What to do:
Restate word for word the lines in the listing below, starting at the line containing "Target: sky" and ending at the line containing "Tag the water reflection", both included; leave out the rest.
*** Material to process ***
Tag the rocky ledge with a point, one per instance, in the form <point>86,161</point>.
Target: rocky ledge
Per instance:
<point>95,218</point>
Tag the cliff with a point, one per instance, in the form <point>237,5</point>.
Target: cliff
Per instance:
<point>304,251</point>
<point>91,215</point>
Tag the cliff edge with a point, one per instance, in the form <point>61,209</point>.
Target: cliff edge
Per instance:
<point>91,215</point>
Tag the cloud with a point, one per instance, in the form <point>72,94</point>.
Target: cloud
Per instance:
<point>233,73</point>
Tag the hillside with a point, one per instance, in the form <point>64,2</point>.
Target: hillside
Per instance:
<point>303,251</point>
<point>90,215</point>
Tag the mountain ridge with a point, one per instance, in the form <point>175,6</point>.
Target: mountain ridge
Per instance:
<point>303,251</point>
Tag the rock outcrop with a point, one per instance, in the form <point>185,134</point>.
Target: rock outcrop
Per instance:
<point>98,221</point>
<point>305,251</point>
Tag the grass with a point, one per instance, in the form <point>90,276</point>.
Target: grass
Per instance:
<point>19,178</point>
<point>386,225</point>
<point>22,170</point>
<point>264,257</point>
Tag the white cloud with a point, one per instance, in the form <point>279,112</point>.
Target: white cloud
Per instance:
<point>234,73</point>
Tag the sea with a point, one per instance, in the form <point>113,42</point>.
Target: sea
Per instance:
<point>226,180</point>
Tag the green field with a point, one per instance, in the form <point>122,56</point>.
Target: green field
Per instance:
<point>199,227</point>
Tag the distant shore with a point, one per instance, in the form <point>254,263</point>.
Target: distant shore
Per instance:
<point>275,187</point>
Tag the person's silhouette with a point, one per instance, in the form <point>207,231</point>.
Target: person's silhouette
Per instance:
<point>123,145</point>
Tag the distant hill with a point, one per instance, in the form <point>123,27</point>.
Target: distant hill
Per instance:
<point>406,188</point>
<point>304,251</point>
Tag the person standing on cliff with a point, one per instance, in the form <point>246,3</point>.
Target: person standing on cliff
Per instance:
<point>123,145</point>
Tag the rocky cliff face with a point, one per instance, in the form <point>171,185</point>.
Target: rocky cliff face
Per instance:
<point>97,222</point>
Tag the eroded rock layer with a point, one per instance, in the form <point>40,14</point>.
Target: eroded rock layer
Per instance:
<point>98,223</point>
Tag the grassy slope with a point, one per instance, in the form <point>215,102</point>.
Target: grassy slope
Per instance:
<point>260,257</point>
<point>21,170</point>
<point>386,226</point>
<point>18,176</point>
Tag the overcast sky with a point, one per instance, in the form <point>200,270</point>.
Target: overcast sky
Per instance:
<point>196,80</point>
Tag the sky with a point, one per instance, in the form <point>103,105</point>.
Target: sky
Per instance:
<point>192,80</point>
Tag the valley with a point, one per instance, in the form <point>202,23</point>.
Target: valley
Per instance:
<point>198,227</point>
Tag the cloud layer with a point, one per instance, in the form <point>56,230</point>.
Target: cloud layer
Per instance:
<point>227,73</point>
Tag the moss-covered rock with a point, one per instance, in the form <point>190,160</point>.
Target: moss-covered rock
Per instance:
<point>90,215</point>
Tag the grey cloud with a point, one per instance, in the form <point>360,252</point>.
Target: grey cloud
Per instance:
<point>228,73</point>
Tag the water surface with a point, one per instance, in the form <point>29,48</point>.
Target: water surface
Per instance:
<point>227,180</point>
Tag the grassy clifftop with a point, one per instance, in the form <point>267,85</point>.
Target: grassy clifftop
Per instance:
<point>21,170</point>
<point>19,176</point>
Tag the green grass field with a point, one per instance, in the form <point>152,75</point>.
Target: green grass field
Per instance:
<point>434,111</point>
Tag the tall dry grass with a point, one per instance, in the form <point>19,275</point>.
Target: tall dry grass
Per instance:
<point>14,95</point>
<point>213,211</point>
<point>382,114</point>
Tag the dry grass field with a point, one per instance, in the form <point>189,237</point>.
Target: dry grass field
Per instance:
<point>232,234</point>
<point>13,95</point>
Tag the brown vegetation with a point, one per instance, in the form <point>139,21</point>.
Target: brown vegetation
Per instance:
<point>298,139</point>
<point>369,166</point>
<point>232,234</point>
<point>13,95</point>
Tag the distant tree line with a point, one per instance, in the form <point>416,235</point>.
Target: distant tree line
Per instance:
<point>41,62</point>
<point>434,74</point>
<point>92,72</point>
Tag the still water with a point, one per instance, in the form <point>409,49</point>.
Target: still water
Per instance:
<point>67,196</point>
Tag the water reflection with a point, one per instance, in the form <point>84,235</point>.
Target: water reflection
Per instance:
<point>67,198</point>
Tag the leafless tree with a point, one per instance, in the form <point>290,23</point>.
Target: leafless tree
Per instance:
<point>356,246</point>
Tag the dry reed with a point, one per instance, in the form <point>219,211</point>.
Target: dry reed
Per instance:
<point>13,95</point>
*** End of Material to process ***
Output of the task:
Target: sky
Per instance:
<point>192,80</point>
Tag the valley with a point, one per instance, in the form <point>202,23</point>.
Target: valley
Per instance:
<point>198,227</point>
Tag the cloud layer with a point, one per instance, in the form <point>56,230</point>.
Target: cloud layer
Per instance:
<point>227,73</point>
Tag the moss-covered rock with a point, one per instance, in the form <point>190,160</point>.
Target: moss-covered rock
Per instance:
<point>90,215</point>
Tag the grey cloud with a point, one per instance, in the form <point>360,252</point>.
Target: grey cloud
Per instance:
<point>228,73</point>
Tag the water surface with a point, one per instance, in the form <point>29,48</point>.
Target: water surface
Per instance:
<point>227,180</point>
Tag the grassy clifftop with a point, one per instance, in the form <point>267,85</point>.
Target: grassy clifftop
Per instance:
<point>21,170</point>
<point>19,176</point>
Tag the green grass field with a point, one per instance, in the form <point>152,75</point>.
Target: green grass field
Per instance:
<point>434,111</point>
Tag the tall dry grass with a point, one per instance, in the form <point>19,275</point>.
Target: tall dry grass
Per instance:
<point>14,95</point>
<point>213,211</point>
<point>382,114</point>
Tag the dry grass field with a point, one per instance, in the form <point>189,237</point>.
Target: dry grass field
Per instance:
<point>232,234</point>
<point>13,95</point>
Tag the brown vegetation with a point, one per instance, in the form <point>139,21</point>.
Target: brown vegetation
Per instance:
<point>298,139</point>
<point>369,166</point>
<point>232,234</point>
<point>13,95</point>
Tag the distant tree line with a point, one per instance, in the form <point>416,235</point>.
Target: distant tree line
Per instance:
<point>41,62</point>
<point>434,74</point>
<point>92,72</point>
Tag the still water with a point, one per instance, in the form <point>409,49</point>.
Target: still water
Per instance:
<point>67,196</point>
Tag the water reflection with a point, one per instance, in the form <point>84,235</point>.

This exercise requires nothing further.